• _Work instructions_
Report every line of the data below that contains the word "tree", copying each such line in full.

Dataset rows:
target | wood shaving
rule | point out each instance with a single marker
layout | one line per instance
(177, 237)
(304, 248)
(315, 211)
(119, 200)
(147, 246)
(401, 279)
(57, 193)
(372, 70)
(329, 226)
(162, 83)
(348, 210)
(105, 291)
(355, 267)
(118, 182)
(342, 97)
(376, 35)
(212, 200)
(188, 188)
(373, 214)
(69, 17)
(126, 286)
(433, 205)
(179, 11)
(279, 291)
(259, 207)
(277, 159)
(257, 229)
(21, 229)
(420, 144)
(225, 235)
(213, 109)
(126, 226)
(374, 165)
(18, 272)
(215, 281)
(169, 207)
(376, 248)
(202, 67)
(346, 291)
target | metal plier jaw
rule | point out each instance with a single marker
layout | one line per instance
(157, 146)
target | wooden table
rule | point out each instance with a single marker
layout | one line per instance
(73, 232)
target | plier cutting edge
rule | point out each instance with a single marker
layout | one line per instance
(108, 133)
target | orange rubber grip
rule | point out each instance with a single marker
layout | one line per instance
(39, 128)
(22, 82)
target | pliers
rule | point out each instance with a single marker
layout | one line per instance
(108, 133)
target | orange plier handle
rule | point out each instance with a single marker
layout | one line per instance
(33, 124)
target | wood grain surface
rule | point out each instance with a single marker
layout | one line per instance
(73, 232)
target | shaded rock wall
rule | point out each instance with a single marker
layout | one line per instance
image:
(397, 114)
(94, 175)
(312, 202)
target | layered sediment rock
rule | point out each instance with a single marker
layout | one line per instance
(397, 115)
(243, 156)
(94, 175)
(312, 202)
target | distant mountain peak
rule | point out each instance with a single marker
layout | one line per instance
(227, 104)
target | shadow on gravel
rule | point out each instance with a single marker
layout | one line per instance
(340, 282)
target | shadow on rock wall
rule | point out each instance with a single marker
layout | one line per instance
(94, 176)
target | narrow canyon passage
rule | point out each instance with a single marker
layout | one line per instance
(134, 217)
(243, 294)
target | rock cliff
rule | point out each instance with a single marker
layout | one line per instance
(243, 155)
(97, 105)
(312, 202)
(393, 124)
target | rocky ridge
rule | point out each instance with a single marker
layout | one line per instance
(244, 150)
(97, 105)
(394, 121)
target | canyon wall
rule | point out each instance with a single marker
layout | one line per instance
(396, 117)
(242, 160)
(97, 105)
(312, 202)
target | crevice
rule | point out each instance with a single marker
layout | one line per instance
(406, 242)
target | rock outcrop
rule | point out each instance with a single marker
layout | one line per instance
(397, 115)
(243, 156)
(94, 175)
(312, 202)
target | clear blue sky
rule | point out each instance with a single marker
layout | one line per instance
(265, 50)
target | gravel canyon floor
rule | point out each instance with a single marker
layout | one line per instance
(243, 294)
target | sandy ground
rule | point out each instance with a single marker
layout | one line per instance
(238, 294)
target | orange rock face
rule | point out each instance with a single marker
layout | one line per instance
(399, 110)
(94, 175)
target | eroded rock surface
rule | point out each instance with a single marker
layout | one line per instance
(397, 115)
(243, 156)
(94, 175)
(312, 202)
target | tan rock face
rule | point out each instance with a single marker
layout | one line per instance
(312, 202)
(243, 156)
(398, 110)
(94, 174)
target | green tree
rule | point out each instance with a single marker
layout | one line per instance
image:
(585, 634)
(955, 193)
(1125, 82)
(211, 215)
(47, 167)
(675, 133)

---

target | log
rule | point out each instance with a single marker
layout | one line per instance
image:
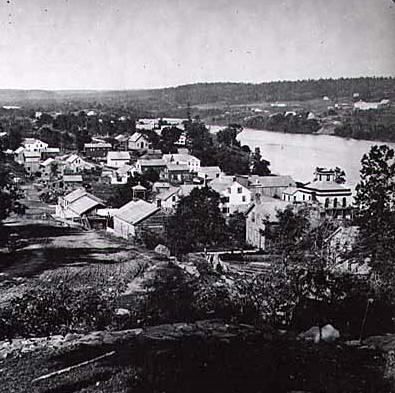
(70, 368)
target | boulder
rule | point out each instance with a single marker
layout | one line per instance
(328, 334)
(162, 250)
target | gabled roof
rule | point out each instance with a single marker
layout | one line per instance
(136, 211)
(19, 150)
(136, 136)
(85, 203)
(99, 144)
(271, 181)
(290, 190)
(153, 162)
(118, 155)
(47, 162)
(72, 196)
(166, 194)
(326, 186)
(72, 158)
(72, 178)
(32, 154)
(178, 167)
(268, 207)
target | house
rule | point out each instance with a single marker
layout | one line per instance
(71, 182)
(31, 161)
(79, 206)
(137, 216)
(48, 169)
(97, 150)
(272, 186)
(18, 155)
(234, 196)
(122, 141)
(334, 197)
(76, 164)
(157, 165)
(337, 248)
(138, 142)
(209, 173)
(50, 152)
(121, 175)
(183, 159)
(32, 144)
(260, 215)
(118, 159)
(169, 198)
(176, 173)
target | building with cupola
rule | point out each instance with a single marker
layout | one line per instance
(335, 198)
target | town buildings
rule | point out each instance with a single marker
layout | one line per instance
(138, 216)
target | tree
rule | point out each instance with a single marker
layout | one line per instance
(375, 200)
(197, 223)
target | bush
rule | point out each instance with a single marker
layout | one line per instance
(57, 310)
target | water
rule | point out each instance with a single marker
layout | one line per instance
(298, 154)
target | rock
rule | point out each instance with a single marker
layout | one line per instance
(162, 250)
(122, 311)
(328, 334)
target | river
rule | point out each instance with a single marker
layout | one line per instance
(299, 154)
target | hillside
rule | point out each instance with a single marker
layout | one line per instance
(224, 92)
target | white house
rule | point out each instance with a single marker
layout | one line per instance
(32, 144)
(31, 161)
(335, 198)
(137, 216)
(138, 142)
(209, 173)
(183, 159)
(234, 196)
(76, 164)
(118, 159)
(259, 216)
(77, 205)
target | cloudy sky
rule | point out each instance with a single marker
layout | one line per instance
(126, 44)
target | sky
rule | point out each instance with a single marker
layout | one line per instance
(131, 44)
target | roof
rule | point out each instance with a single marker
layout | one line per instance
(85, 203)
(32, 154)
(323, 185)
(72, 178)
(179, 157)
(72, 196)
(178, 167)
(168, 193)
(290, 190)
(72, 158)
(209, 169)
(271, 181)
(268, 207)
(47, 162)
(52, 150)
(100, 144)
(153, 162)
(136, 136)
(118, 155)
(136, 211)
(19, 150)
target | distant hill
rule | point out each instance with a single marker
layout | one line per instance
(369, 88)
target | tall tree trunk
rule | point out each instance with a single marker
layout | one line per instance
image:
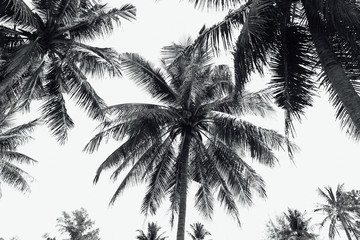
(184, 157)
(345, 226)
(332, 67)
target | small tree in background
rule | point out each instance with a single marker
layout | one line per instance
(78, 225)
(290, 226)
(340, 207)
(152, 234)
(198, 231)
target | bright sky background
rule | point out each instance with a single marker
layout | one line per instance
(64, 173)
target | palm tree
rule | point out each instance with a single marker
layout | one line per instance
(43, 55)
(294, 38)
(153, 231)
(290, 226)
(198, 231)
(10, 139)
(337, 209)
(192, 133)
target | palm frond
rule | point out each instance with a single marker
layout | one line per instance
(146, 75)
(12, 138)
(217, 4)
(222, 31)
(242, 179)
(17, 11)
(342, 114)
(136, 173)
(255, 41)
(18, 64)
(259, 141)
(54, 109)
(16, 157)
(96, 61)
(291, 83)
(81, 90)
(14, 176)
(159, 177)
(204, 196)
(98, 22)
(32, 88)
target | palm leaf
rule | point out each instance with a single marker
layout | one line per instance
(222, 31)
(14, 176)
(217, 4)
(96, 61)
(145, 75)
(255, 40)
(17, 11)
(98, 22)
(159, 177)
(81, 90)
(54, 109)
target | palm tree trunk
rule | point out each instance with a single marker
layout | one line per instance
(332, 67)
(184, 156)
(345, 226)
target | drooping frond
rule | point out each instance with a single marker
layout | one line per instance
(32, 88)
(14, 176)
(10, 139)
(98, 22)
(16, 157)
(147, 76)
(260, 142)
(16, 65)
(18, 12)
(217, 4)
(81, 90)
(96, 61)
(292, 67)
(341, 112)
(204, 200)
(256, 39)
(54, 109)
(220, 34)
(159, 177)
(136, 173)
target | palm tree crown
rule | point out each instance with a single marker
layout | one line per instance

• _Solution to the problem_
target | green tree
target | tree
target | tall tree trunk
target | small tree in background
target | palm tree
target | palm tree trunk
target | palm tree crown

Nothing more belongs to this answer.